▸ OBJECTIVE
Reproduce the listing below word for word, character for character, and omit the pictures.

==== EXTRACTED DATA ====

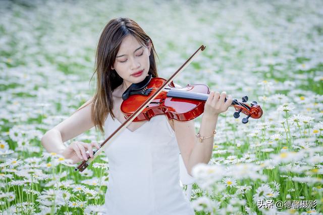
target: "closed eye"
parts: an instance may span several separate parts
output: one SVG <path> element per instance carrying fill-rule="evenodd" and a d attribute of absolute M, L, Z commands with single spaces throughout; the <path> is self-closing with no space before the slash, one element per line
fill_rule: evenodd
<path fill-rule="evenodd" d="M 139 56 L 142 56 L 143 54 L 143 51 L 142 52 L 141 52 L 141 53 L 140 54 L 139 54 L 139 55 L 137 55 L 137 56 L 139 57 Z M 128 60 L 128 59 L 126 59 L 123 61 L 119 61 L 119 62 L 120 62 L 121 63 L 124 63 L 127 61 L 127 60 Z"/>

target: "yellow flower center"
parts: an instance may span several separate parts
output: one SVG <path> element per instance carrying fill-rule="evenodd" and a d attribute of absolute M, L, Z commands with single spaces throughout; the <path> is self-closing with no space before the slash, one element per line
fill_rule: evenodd
<path fill-rule="evenodd" d="M 318 170 L 317 169 L 311 169 L 311 171 L 314 173 L 316 173 L 318 171 Z"/>

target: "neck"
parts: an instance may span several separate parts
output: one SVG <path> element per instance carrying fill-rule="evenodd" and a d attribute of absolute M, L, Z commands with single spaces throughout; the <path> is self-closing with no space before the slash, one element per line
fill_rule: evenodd
<path fill-rule="evenodd" d="M 131 84 L 132 83 L 124 80 L 123 82 L 121 84 L 121 91 L 122 92 L 122 93 L 124 93 L 124 92 L 126 91 L 126 90 L 129 88 L 129 87 L 130 87 L 130 85 L 131 85 Z"/>

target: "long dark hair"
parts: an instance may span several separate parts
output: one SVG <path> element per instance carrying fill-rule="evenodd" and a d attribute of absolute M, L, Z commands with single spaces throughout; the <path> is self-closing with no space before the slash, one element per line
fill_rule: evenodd
<path fill-rule="evenodd" d="M 92 104 L 91 109 L 92 120 L 95 128 L 98 128 L 102 133 L 104 133 L 104 122 L 107 114 L 110 113 L 114 119 L 115 118 L 112 112 L 112 92 L 122 84 L 123 79 L 115 69 L 112 69 L 112 67 L 122 40 L 129 35 L 133 36 L 139 42 L 145 46 L 149 42 L 151 43 L 150 67 L 148 74 L 154 78 L 158 77 L 154 54 L 157 57 L 158 56 L 151 39 L 136 22 L 129 18 L 120 17 L 111 20 L 103 30 L 97 44 L 95 70 L 92 76 L 93 78 L 96 73 L 96 91 L 91 100 L 76 110 L 77 111 Z"/>

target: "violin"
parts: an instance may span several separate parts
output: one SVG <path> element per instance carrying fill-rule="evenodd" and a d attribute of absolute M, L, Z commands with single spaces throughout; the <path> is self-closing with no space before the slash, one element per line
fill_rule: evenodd
<path fill-rule="evenodd" d="M 149 120 L 159 114 L 166 115 L 169 119 L 188 121 L 202 114 L 210 93 L 208 87 L 204 84 L 188 84 L 185 87 L 176 88 L 173 80 L 197 54 L 205 49 L 205 46 L 201 45 L 168 80 L 161 78 L 152 78 L 150 75 L 140 83 L 132 84 L 122 95 L 123 101 L 120 108 L 126 121 L 101 144 L 100 149 L 93 149 L 93 157 L 89 156 L 87 161 L 82 162 L 74 171 L 83 172 L 104 150 L 107 144 L 112 141 L 133 121 Z M 243 123 L 248 122 L 249 117 L 258 119 L 262 115 L 262 110 L 256 102 L 251 102 L 249 106 L 245 104 L 247 100 L 248 97 L 244 96 L 242 102 L 234 99 L 231 104 L 236 111 L 234 114 L 235 118 L 238 118 L 240 113 L 247 116 L 242 119 Z M 227 101 L 226 98 L 225 101 Z"/>
<path fill-rule="evenodd" d="M 162 78 L 151 77 L 149 75 L 141 82 L 132 84 L 123 93 L 120 108 L 126 119 L 167 81 Z M 188 84 L 185 87 L 176 88 L 173 82 L 164 90 L 166 90 L 159 93 L 133 121 L 150 120 L 151 117 L 160 114 L 166 115 L 169 119 L 181 121 L 194 119 L 203 112 L 204 104 L 210 93 L 209 87 L 204 84 Z M 226 98 L 225 101 L 226 101 Z M 234 99 L 231 104 L 236 109 L 233 114 L 235 118 L 239 118 L 240 113 L 247 115 L 242 120 L 244 124 L 248 122 L 249 117 L 258 119 L 262 115 L 262 110 L 257 102 L 252 102 L 249 106 L 245 103 L 247 101 L 248 97 L 246 96 L 242 97 L 242 102 Z"/>

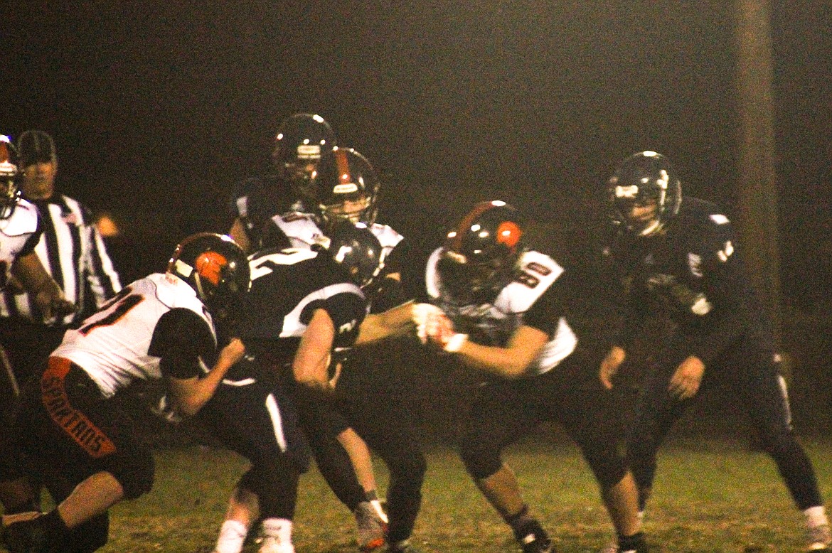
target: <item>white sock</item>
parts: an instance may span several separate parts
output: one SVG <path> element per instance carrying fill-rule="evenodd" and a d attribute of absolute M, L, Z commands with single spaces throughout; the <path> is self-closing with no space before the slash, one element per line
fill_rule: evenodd
<path fill-rule="evenodd" d="M 268 541 L 277 546 L 276 549 L 271 548 L 269 551 L 295 553 L 295 546 L 292 545 L 292 521 L 286 518 L 267 518 L 263 521 L 264 548 Z"/>
<path fill-rule="evenodd" d="M 379 518 L 380 518 L 382 521 L 384 521 L 384 524 L 387 524 L 388 522 L 389 522 L 389 521 L 387 520 L 387 515 L 384 514 L 384 510 L 381 508 L 381 501 L 379 501 L 378 499 L 373 499 L 373 500 L 370 500 L 369 504 L 372 505 L 373 508 L 375 509 L 375 511 L 377 513 L 379 513 Z"/>
<path fill-rule="evenodd" d="M 803 514 L 806 516 L 806 526 L 810 528 L 817 528 L 830 523 L 829 518 L 826 517 L 826 507 L 822 505 L 809 507 L 803 511 Z"/>
<path fill-rule="evenodd" d="M 240 521 L 225 521 L 220 528 L 215 553 L 240 553 L 249 529 Z"/>

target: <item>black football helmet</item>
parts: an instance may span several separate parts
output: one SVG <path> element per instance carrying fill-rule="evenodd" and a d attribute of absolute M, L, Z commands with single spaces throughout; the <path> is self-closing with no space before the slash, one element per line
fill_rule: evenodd
<path fill-rule="evenodd" d="M 311 184 L 324 233 L 341 220 L 375 222 L 381 183 L 370 162 L 355 150 L 335 147 L 322 155 Z"/>
<path fill-rule="evenodd" d="M 323 117 L 313 113 L 295 113 L 283 120 L 275 134 L 271 160 L 291 182 L 301 200 L 315 205 L 309 181 L 321 154 L 335 146 L 335 133 Z"/>
<path fill-rule="evenodd" d="M 20 166 L 24 170 L 35 163 L 57 165 L 55 141 L 49 133 L 43 131 L 24 131 L 17 137 L 17 151 L 20 153 Z"/>
<path fill-rule="evenodd" d="M 20 199 L 17 152 L 8 136 L 0 135 L 0 220 L 14 213 Z"/>
<path fill-rule="evenodd" d="M 326 235 L 326 250 L 362 289 L 373 282 L 384 268 L 384 251 L 379 239 L 364 223 L 342 220 Z"/>
<path fill-rule="evenodd" d="M 442 287 L 459 304 L 486 304 L 511 282 L 524 249 L 517 210 L 504 201 L 474 205 L 448 239 L 437 263 Z"/>
<path fill-rule="evenodd" d="M 179 243 L 167 272 L 188 283 L 215 317 L 225 317 L 251 286 L 245 253 L 230 236 L 201 232 Z"/>
<path fill-rule="evenodd" d="M 679 212 L 681 182 L 666 157 L 641 151 L 624 160 L 607 181 L 613 222 L 626 232 L 649 236 Z M 638 208 L 651 208 L 639 213 Z"/>

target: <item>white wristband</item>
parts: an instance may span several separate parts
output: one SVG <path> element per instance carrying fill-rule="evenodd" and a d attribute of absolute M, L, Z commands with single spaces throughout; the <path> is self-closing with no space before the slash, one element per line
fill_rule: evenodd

====

▸ FINISHED TASK
target: "closed eye"
parts: an instance may span several separate parts
output: one SVG <path> element per instance carrying fill-rule="evenodd" and a d attribute of absolute M, L, Z commands with single spaces throughout; the <path> is self-closing with no space before the slash, one element per line
fill_rule: evenodd
<path fill-rule="evenodd" d="M 139 56 L 142 56 L 143 54 L 143 51 L 142 52 L 141 52 L 141 53 L 140 54 L 139 54 L 139 55 L 137 55 L 137 56 L 139 57 Z M 128 60 L 128 59 L 126 59 L 123 61 L 119 61 L 119 62 L 120 62 L 121 63 L 124 63 L 127 61 L 127 60 Z"/>

target: "yellow flower center"
parts: an instance may span several separate parts
output: one SVG <path> element per instance carrying fill-rule="evenodd" and a d attribute of absolute M, L, Z commands with single spaces throughout; the <path> is self-closing with no space before the slash, one element per line
fill_rule: evenodd
<path fill-rule="evenodd" d="M 318 170 L 317 169 L 311 169 L 311 171 L 314 173 L 316 173 L 318 171 Z"/>

target: "neck"
parts: an instance may span several separate parts
output: one SVG <path> element per instance carrying fill-rule="evenodd" and a d attribute of absolute M, L, Z commands with single spaces throughout; the <path> is self-closing with no space before the slash, one element per line
fill_rule: evenodd
<path fill-rule="evenodd" d="M 131 84 L 132 83 L 124 80 L 123 82 L 121 84 L 121 91 L 122 92 L 122 93 L 124 93 L 124 92 L 126 91 L 126 90 L 129 88 L 129 87 L 130 87 L 130 85 L 131 85 Z"/>

target: "long dark hair"
parts: an instance may span several separate parts
output: one SVG <path> element per instance carrying fill-rule="evenodd" and a d attribute of absolute M, L, Z commands with single spaces throughout; the <path> is self-closing with no space before the slash, one element per line
fill_rule: evenodd
<path fill-rule="evenodd" d="M 92 104 L 91 109 L 92 120 L 95 128 L 98 128 L 102 133 L 104 133 L 104 122 L 107 114 L 110 113 L 114 119 L 115 118 L 112 112 L 112 92 L 122 84 L 123 79 L 115 69 L 112 69 L 112 67 L 122 40 L 129 35 L 133 36 L 139 42 L 145 46 L 149 42 L 151 43 L 150 67 L 148 74 L 154 78 L 158 77 L 154 54 L 157 57 L 158 56 L 151 39 L 136 22 L 129 18 L 120 17 L 111 20 L 103 30 L 97 44 L 95 70 L 92 76 L 93 78 L 96 73 L 96 91 L 91 100 L 76 110 L 77 111 Z"/>

target: "violin"
parts: an instance may span several separate parts
output: one SVG <path> element per instance carrying fill-rule="evenodd" and a d attribute of absolute M, L, Z commands with single spaces throughout; the <path> is self-closing with no space before the slash, one element per line
fill_rule: evenodd
<path fill-rule="evenodd" d="M 149 120 L 159 114 L 166 115 L 169 119 L 188 121 L 202 114 L 210 93 L 208 87 L 204 84 L 188 84 L 185 87 L 176 88 L 173 80 L 197 54 L 205 49 L 205 46 L 201 45 L 168 80 L 161 78 L 152 78 L 150 75 L 140 83 L 132 84 L 122 95 L 123 101 L 120 108 L 126 121 L 101 144 L 100 149 L 93 149 L 93 157 L 89 156 L 87 161 L 82 162 L 74 171 L 83 172 L 104 150 L 107 144 L 112 141 L 133 121 Z M 243 123 L 248 122 L 249 117 L 258 119 L 262 115 L 262 110 L 256 102 L 251 102 L 249 106 L 245 104 L 247 100 L 248 97 L 244 96 L 242 102 L 234 99 L 231 104 L 236 111 L 234 114 L 235 118 L 238 118 L 240 113 L 247 116 L 242 119 Z M 227 101 L 226 98 L 225 101 Z"/>
<path fill-rule="evenodd" d="M 162 78 L 151 77 L 149 75 L 141 82 L 132 84 L 123 93 L 120 108 L 126 119 L 167 81 Z M 188 84 L 185 87 L 176 88 L 173 82 L 164 90 L 166 90 L 159 93 L 133 121 L 150 120 L 151 117 L 160 114 L 166 115 L 169 119 L 181 121 L 194 119 L 203 112 L 204 104 L 210 93 L 209 87 L 204 84 Z M 226 98 L 225 101 L 226 101 Z M 234 99 L 231 104 L 236 109 L 233 114 L 235 118 L 239 118 L 240 113 L 247 115 L 242 120 L 244 124 L 248 122 L 249 117 L 258 119 L 262 115 L 262 110 L 257 102 L 252 102 L 249 106 L 245 103 L 247 101 L 248 97 L 246 96 L 242 97 L 242 102 Z"/>

target: <item>white sock</item>
parts: an instance may span several separate parts
output: one SVG <path> element per instance carrying fill-rule="evenodd" and a d attribute of absolute M, L, Z commands with single spaces throughout; the <path> is self-closing with no space before the slash, one element per line
fill_rule: evenodd
<path fill-rule="evenodd" d="M 268 541 L 277 546 L 276 549 L 271 548 L 269 551 L 295 553 L 295 546 L 292 545 L 292 521 L 286 518 L 267 518 L 263 521 L 264 548 Z"/>
<path fill-rule="evenodd" d="M 379 518 L 380 518 L 382 521 L 384 521 L 384 524 L 387 524 L 388 522 L 389 522 L 389 521 L 387 520 L 387 515 L 384 514 L 384 510 L 381 508 L 381 501 L 379 501 L 378 499 L 373 499 L 373 500 L 370 500 L 369 504 L 372 505 L 373 508 L 375 509 L 375 511 L 377 513 L 379 513 Z"/>
<path fill-rule="evenodd" d="M 803 514 L 806 516 L 806 526 L 810 528 L 817 528 L 830 523 L 829 518 L 826 517 L 826 507 L 822 505 L 809 507 L 803 511 Z"/>
<path fill-rule="evenodd" d="M 240 521 L 225 521 L 220 528 L 215 553 L 240 553 L 249 529 Z"/>

target: <item>black football helmet</item>
parts: an instance may span several separate parts
output: one SVG <path> element per instance carrying fill-rule="evenodd" and a d attribute of absolute M, L, Z commands with single spaces throughout; the <path> is self-closing with no space before the slash, one element per line
fill_rule: evenodd
<path fill-rule="evenodd" d="M 311 184 L 324 233 L 341 220 L 375 222 L 381 183 L 370 162 L 355 150 L 335 147 L 322 155 Z"/>
<path fill-rule="evenodd" d="M 323 117 L 313 113 L 295 113 L 283 120 L 275 134 L 271 160 L 291 182 L 301 200 L 315 205 L 309 181 L 321 154 L 335 146 L 335 133 Z"/>
<path fill-rule="evenodd" d="M 20 166 L 24 170 L 35 163 L 57 165 L 55 141 L 49 133 L 43 131 L 24 131 L 17 137 L 17 151 L 20 153 Z"/>
<path fill-rule="evenodd" d="M 20 199 L 17 152 L 8 136 L 0 135 L 0 220 L 14 213 Z"/>
<path fill-rule="evenodd" d="M 326 235 L 326 250 L 362 289 L 373 282 L 384 268 L 384 251 L 379 239 L 364 223 L 342 220 Z"/>
<path fill-rule="evenodd" d="M 442 287 L 459 304 L 486 304 L 511 282 L 524 249 L 517 210 L 504 201 L 474 205 L 448 239 L 437 263 Z"/>
<path fill-rule="evenodd" d="M 179 243 L 167 272 L 188 283 L 215 317 L 225 317 L 251 286 L 245 253 L 230 236 L 201 232 Z"/>
<path fill-rule="evenodd" d="M 679 212 L 681 182 L 666 157 L 641 151 L 624 160 L 607 181 L 613 222 L 626 232 L 649 236 Z M 638 208 L 651 208 L 639 213 Z"/>

target: <item>white wristband</item>
parts: an instance may span several separate parts
output: one SVG <path> element per instance carrying fill-rule="evenodd" and a d attribute of absolute M, L, Z commands with single spaces throughout; the <path> is self-closing with no space before the slash, one element per line
fill_rule: evenodd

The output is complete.